-------- Data records
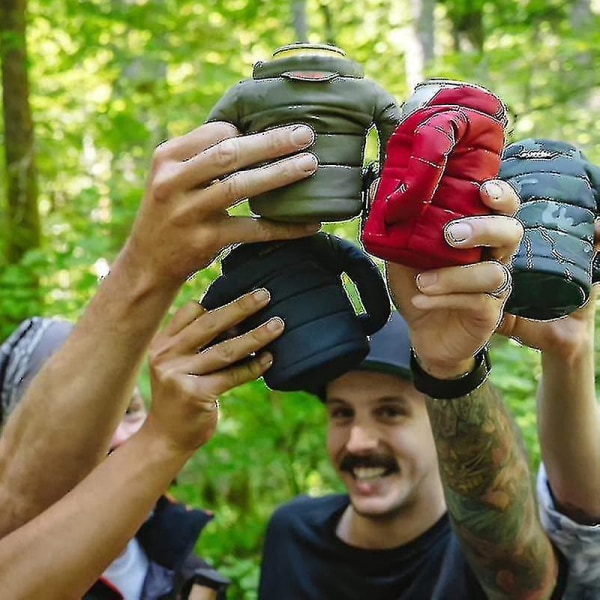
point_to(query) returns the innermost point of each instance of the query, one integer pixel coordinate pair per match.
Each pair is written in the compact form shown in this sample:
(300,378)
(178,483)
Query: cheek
(336,441)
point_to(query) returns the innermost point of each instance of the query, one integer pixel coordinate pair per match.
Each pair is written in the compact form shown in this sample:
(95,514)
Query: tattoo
(490,498)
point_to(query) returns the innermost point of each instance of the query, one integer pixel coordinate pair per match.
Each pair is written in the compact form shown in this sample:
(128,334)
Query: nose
(124,431)
(362,439)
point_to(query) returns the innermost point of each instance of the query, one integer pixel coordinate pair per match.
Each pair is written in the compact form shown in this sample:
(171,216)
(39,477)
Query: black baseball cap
(389,351)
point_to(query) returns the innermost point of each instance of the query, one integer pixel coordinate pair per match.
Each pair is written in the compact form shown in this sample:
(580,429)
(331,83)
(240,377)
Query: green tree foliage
(111,79)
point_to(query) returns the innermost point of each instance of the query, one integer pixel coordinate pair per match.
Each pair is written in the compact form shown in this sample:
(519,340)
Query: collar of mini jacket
(335,65)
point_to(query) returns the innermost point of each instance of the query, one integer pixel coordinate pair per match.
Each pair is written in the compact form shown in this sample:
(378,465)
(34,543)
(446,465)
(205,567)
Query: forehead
(364,387)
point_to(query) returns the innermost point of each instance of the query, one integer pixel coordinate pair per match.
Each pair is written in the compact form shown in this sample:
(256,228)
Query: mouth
(365,469)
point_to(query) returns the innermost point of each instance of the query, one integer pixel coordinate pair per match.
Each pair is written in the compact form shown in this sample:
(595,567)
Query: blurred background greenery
(110,79)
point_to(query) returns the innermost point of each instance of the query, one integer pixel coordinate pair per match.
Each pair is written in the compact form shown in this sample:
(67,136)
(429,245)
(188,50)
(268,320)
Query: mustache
(352,461)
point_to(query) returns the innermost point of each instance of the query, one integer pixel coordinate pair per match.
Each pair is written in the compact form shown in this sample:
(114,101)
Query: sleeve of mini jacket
(433,141)
(227,108)
(386,119)
(580,544)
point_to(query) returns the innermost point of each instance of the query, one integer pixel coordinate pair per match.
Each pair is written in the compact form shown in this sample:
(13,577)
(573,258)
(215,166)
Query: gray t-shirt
(580,545)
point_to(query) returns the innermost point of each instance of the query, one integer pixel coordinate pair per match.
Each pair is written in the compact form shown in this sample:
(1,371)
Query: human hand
(188,374)
(563,337)
(194,179)
(452,312)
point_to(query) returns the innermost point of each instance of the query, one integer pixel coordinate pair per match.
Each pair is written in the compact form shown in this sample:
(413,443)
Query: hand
(183,221)
(188,374)
(453,312)
(564,337)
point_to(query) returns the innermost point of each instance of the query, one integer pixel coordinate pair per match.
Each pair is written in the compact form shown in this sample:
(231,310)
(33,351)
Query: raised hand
(452,312)
(189,371)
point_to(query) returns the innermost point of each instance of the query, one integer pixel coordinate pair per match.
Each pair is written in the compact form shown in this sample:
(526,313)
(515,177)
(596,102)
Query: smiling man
(390,537)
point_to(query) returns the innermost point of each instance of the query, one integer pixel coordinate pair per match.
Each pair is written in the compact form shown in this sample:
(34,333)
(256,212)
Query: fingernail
(307,162)
(265,359)
(302,135)
(275,324)
(426,279)
(458,233)
(261,295)
(493,190)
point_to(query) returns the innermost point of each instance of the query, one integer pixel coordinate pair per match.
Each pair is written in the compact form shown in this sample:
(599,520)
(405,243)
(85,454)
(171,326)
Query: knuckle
(226,352)
(163,184)
(227,154)
(235,186)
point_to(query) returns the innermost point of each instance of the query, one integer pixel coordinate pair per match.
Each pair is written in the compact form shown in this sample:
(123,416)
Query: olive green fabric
(331,95)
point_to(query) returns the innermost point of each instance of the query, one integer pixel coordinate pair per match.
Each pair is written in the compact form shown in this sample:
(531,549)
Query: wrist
(445,387)
(444,370)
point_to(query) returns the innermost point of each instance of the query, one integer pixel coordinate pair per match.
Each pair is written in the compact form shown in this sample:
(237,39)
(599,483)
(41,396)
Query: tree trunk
(23,214)
(420,44)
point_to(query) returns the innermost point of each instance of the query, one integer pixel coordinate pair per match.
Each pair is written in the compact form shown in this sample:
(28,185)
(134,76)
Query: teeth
(367,473)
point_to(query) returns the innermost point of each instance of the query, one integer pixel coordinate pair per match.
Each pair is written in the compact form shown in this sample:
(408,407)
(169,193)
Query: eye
(340,413)
(135,409)
(391,412)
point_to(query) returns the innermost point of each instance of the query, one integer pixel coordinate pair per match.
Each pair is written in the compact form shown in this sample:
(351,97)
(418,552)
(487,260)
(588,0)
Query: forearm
(489,495)
(62,552)
(65,422)
(569,430)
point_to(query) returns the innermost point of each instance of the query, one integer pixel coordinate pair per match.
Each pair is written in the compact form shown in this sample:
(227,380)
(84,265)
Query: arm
(50,556)
(182,224)
(452,313)
(568,411)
----------------
**What you need to do:** All of the entries need to be copied exactly, minus any pictures.

**Answer box:**
point_to(query) returns the innermost point of each instance of the query, one integer pixel coordinate pair per match.
Each pair is written in the compact form shown in this sample:
(300,378)
(178,483)
Query: cheek
(336,441)
point_to(query) returns the innermost point of each instance of the query, one integer pixel coordinate pair per match.
Each pair is written in the compact form shown in this sample:
(95,514)
Query: tattoo
(490,498)
point_to(query) returns the innermost point of each instance of the query, one integer pixel coordinate pair per match.
Each pair is written in the compact form shown in this sample:
(128,334)
Query: nose
(124,431)
(362,439)
point_to(query) returns the innermost point of each instance of the query, one integer pixel coordinate pair per match.
Each pair is written in the compact form shown in this sample:
(171,216)
(39,477)
Query: black baseball cap
(389,351)
point_to(query) returns the innermost point of each instance of the query, one integer pixel coordinate pair per match.
Each pair is written in the compact form shown in this sample:
(580,429)
(331,83)
(240,377)
Query: green tree foliage
(111,79)
point_to(query) returns the innermost point of each instance of the query, one integer pixel coordinate pair per match.
Each pair is written in the compact form shown in this sample:
(519,340)
Query: collar of mini jacket
(335,65)
point_to(query) returns the innermost point of each instance of the query, one integer pixel coordinate pair per match.
Each pair is written in the compact form shown in this sample:
(378,465)
(34,543)
(446,465)
(205,567)
Query: forehead
(364,387)
point_to(query) returns the innermost point of each instance of the query, one integer pixel coordinate pair per match.
Each pair is written in the compact form shown in this sample:
(256,228)
Query: mouth
(365,469)
point_to(query) returns the innermost point of each instance of the query, one integer pixel coordinate pair per match.
Each pair is written in the compact form shown in this sample:
(595,567)
Query: blurred background greenery
(110,79)
point_to(query) returns the innermost point of each instance of the query, one integer pixel coordinate pair per match.
Each pair is written in the compact form shown in this sample:
(67,136)
(429,245)
(188,50)
(268,320)
Query: mustache
(352,461)
point_to(query) returns the innermost point of each instance of the query, one integer pixel coordinate pair per match.
Each pair is written in the compact form shown in this sample:
(114,101)
Query: sleeve of mini jacket
(433,141)
(227,108)
(386,119)
(580,544)
point_to(query) returns the innermost point of each instance of the query, one integer pixel coordinate pair per match.
Each pair is written in the compact form shown in this sample:
(13,577)
(573,258)
(215,166)
Query: gray t-shirt
(580,545)
point_to(query) returns the innermost point of each instance of the query, one integer pixel coordinate pair per match.
Each pair is written in the compact form shown in this sample:
(1,371)
Query: human hand
(188,374)
(563,337)
(194,179)
(452,312)
point_to(query) returns the innermost point of each instance of the query, one integer pixel coordinate pair per match.
Each pair is written in the compact form shown in this sample:
(413,443)
Query: hand
(183,221)
(188,374)
(453,312)
(564,337)
point_to(query) returns the innermost point of each instance of the query, one integer pixel coordinate pair per match.
Each pair is written in the compact form shown in this sample:
(231,310)
(33,351)
Query: raised hand
(452,312)
(189,371)
point_to(query) returns the innermost point of each instance of the query, one integer pixel coordinate pair per match.
Each pair is written in the compact form shown in this sample:
(526,313)
(515,177)
(596,102)
Query: smiling man
(390,537)
point_to(query) returns the innermost point of each instance of the query, one integer pixel coordinate pair per match.
Each pair is written in the compact form shown in this sample:
(34,333)
(256,212)
Query: fingernail
(307,162)
(265,359)
(302,135)
(275,324)
(426,279)
(458,233)
(261,295)
(493,190)
point_to(query) returns the innermost point of each instance of the query, one integer pixel coordinate pair per match.
Each pair is written in the compact form shown in this sample:
(599,520)
(405,243)
(85,454)
(171,326)
Query: knuckle
(226,352)
(163,184)
(227,154)
(235,186)
point_to(query) returns the innermost point of each instance of the query, one integer pixel coordinate pair per match.
Each pair is written in the compact form shown in this sample:
(123,416)
Query: olive green fabric
(331,95)
point_to(query) returns the innermost point of each instance of the query, one integer pixel coordinate pair per match.
Each pair is written in the compact form shown in this sample:
(531,549)
Query: wrist
(445,387)
(444,370)
point_to(query) returns the innermost point of each instance of the query, one integer pixel coordinate pair per match.
Each pair is written in the compact form shown in this sample:
(237,39)
(599,483)
(41,396)
Query: tree trunk
(23,214)
(420,44)
point_to(query) returns the innermost point of each instance of the query, one integer pixel coordinate pair per match.
Each pair is written in the compact form shown in this sample:
(28,185)
(134,76)
Query: teeth
(367,473)
point_to(query) returns the innermost point of each instance of the query, one integer pixel coordinate pair per match.
Each pair is written in the compact form shown in this sample:
(408,407)
(169,193)
Query: eye
(340,413)
(135,409)
(391,412)
point_to(query) returns the innermost point of each instance of the query, one integer pixel coordinate pair per match.
Each pair is written in the compact form shown in this sample:
(351,97)
(418,552)
(487,260)
(588,0)
Query: forearm
(489,495)
(62,552)
(65,422)
(569,430)
point_to(query) returns the innermost point of each instance of the query, one integer pixel coordinate pair per match.
Each pair is written in the compact form shown in this sample:
(227,380)
(84,265)
Query: arm
(50,556)
(182,224)
(452,313)
(568,411)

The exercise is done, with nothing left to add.